Request: Reproduce each of the following entries line for line, without changing a single character.

-- Records shown start --

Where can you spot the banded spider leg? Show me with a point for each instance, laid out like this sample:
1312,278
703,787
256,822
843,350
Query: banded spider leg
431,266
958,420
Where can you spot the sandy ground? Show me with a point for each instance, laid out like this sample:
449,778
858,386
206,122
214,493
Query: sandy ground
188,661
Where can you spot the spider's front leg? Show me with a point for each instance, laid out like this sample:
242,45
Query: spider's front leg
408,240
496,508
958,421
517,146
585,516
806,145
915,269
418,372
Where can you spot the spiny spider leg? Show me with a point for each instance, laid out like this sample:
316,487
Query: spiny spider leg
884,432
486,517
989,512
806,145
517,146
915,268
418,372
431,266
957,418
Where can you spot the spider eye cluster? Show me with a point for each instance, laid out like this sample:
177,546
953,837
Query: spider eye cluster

-- Records shown end --

Complete answer:
Where can you spot the banded spider leg? Show me with a point for each instance, laid out like this sample:
1312,278
703,787
256,822
843,350
Query: banded spider leg
431,266
958,420
Where can you spot the sandy ground? Show me with a point for each instance, laid out like this sample:
449,778
858,386
206,122
214,493
Query: sandy ground
188,661
Where can you spot the spider's front leg? Show me with a point for each instance, laid out like this sample:
242,45
Query: spider's front leg
408,240
496,508
958,421
517,146
585,516
806,145
915,269
418,372
Where can you spot the spiny spider leg? Show me with a point for each instance, laid out like this sample:
316,487
Query: spiny spider leg
884,432
486,517
989,512
806,145
517,146
915,268
418,372
431,266
957,418
Where can you spot the spider eye cluster? Show me with a point for each instance, laid out like this sample:
177,546
953,837
Query: spider eye cluster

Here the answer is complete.